Int J Biol Sci 2012; 8(8):1217-1224. doi:10.7150/ijbs.5109 This issue
1. Key Laboratory of Allergy and Immune-related Diseases and Centre for Medical Research, School of Medicine, Wuhan University, Wuhan 430072, P.R. China.
2. Section on Molecular Morphogenesis, Program in Cellular Regulation and Metabolism (PCRM), Eunice Kennedy Shriver National Institute of Child Health and Human Development (NICHD), National Institutes of Health (NIH), 18 Library Dr., Bethesda, Maryland, 20892.
The adult mammalian intestine has long been used as a model to study adult stem cell function and tissue renewal as the intestinal epithelium is constantly undergoing self-renewal throughout adult life. This is accomplished through the proliferation and subsequent differentiation of the adult stem cells located in the crypt. The development of this self-renewal system is, however, poorly understood. A number of studies suggest that the formation/maturation of the adult intestine is conserved in vertebrates and depends on endogenous thyroid hormone (T3). In amphibians such as Xenopus laevis, the process takes place during metamorphosis, which is totally dependent upon T3 and resembles postembryonic development in mammals when T3 levels are also high. During metamorphosis, the larval epithelial cells in the tadpole intestine undergo apoptosis and concurrently, adult epithelial stem/progenitor cells are formed de novo, which subsequently lead to the formation of a trough-crest axis of the epithelial fold in the frog, resembling the crypt-villus axis in the adult mammalian intestine. Here we will review some recent molecular and genetic studies that support the conservation of the development of the adult intestinal stem cells in vertebrates. We will discuss the mechanisms by which T3 regulates this process via its nuclear receptors.
Keywords: adult organ-specific stem cell, histone methyltransferase, transcriptional coactivator, thyroid hormone receptor, dedifferentiation, Xenopus laevis, metamorphosis.

_Problem description_.
According to the abstract on adult intestinal stem cells, why has the adult mammalian intestine long served as a model for studying adult stem cell function and tissue renewal?

_Data records_.
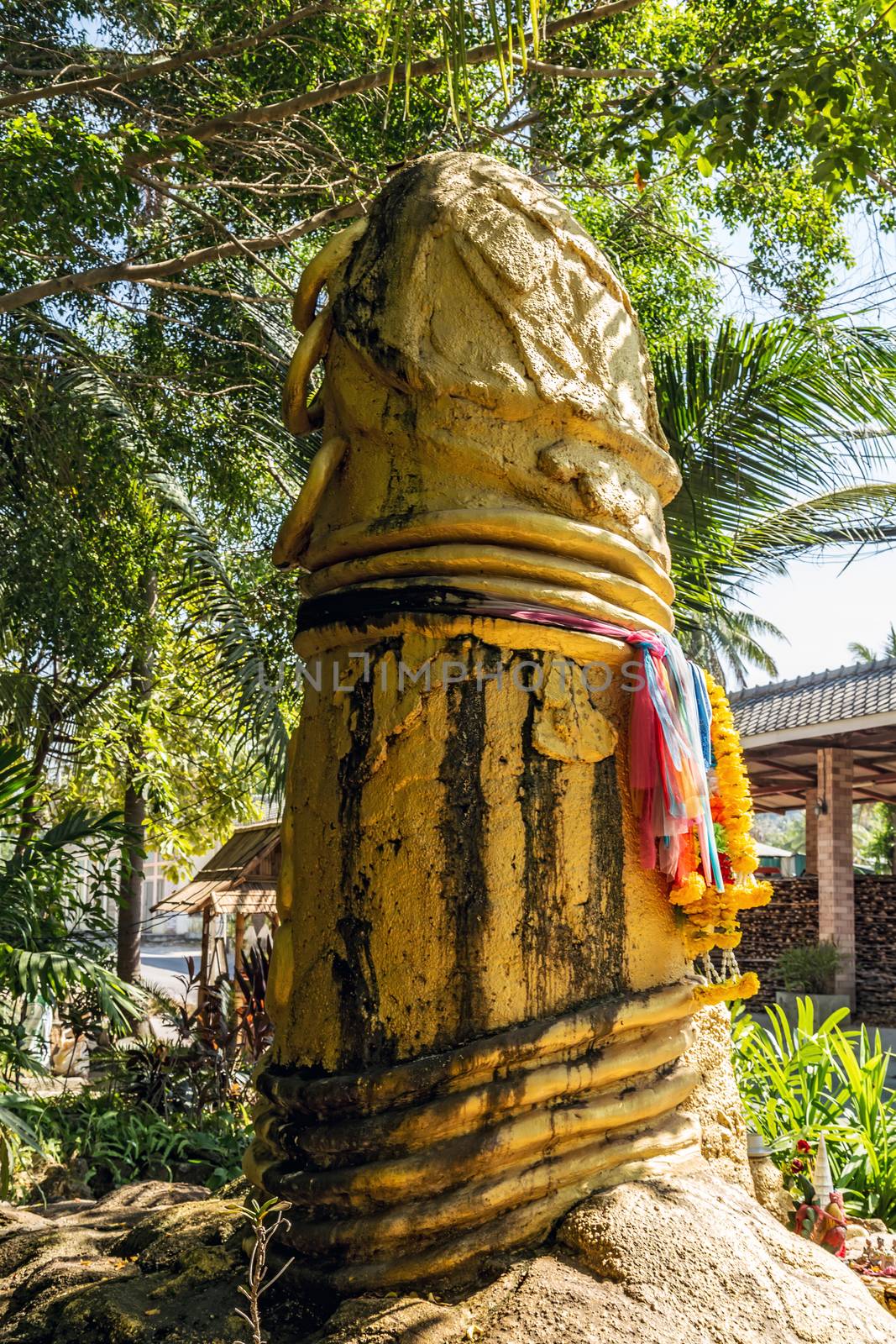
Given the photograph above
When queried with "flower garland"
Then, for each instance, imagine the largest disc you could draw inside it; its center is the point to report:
(711, 914)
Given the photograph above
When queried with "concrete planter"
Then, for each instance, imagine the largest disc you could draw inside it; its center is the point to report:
(824, 1005)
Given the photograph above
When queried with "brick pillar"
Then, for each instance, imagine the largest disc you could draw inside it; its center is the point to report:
(836, 890)
(812, 831)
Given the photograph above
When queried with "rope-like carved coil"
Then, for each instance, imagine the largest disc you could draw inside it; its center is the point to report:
(417, 1169)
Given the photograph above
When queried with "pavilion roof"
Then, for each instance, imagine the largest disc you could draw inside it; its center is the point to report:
(783, 723)
(234, 879)
(836, 696)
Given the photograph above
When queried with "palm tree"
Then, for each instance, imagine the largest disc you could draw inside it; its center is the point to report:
(864, 654)
(779, 430)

_Task response_.
The intestinal epithelium is constantly renewing itself throughout adult life. This renewal comes from adult stem cells in the crypt, which proliferate and then differentiate.